> **Detection annotation records**
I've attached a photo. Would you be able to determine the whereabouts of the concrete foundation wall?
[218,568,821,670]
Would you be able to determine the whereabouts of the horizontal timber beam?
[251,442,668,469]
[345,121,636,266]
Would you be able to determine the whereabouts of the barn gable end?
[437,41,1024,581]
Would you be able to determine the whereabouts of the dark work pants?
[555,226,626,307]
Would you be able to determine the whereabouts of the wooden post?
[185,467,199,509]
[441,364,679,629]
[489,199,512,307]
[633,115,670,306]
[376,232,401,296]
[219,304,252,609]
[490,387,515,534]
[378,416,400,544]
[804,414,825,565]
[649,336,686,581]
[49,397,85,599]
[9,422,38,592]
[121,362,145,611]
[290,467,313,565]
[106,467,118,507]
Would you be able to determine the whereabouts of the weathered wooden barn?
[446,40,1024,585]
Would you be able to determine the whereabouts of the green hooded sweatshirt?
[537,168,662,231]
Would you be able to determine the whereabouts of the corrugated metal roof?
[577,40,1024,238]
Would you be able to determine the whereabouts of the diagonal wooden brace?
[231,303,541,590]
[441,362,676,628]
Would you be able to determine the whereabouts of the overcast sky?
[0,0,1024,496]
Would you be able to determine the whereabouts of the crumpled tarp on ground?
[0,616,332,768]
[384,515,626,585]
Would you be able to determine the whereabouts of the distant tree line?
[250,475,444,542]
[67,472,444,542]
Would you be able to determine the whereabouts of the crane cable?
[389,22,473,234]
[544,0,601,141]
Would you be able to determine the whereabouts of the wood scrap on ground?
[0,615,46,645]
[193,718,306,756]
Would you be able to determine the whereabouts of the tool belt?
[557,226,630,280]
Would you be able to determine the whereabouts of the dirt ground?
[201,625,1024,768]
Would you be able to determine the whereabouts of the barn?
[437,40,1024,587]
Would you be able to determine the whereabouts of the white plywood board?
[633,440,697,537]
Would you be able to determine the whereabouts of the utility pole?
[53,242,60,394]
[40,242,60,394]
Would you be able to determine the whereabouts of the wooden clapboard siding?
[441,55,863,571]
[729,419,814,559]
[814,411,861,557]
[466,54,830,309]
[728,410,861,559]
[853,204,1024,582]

> **TASK OBJECTIVE**
Copy out the records word for word, starting at the first line and ending with the line that contains "[437,41,1024,581]", both included.

> **SOLUTION TO THIS TASK**
I've attached a photo. Would you be able to determine the whereabouts of the concrete foundation wall?
[218,568,821,670]
Would you be able to determine the whereabouts of the horizontal timber beam?
[251,442,668,469]
[345,121,636,266]
Would you be able to determine the whereabouts of the barn gable end?
[437,41,1024,581]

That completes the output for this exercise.